Location identification entries:
%%

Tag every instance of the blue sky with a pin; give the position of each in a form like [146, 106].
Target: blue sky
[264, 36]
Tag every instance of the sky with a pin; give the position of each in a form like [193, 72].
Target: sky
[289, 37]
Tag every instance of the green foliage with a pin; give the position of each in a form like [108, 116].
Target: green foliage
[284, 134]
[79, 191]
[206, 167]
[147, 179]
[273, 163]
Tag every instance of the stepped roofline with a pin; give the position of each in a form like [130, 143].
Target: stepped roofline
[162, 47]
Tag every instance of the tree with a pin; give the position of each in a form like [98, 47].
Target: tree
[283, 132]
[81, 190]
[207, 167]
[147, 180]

%%
%%

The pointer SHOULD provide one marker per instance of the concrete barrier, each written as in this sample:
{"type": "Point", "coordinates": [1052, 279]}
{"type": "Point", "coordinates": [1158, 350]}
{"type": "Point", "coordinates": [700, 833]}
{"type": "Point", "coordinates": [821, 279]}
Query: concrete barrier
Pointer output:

%%
%%

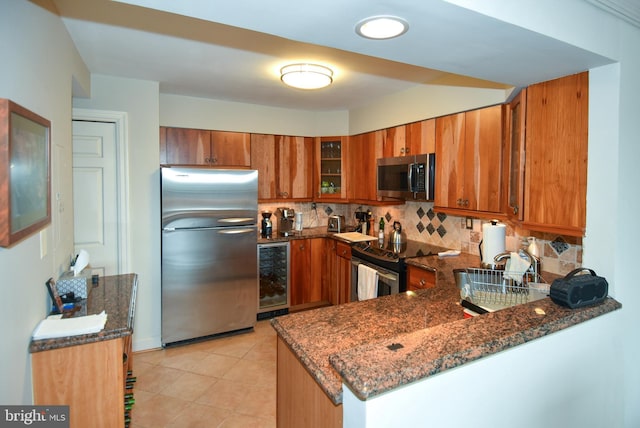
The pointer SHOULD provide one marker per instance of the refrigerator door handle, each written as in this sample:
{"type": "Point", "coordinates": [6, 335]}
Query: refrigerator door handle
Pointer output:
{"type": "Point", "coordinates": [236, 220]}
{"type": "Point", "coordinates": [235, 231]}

%%

STATED TASK:
Please list every line in the rows above that contains the word "with".

ANSWER FOR THIS EXERCISE:
Tag every instance of the blue sky with a pin; give the position of each in a form like [146, 106].
Tag every instance of the sky with a pin; give the position of each in a form like [193, 72].
Tag every instance of the green foliage with a pin; give the position of each in a form like [108, 116].
Tag every instance of the stepped roofline with a pin; give the position of each in a form like [130, 143].
Tag every instance of the tree with a pin; give the position of each in a form like [98, 47].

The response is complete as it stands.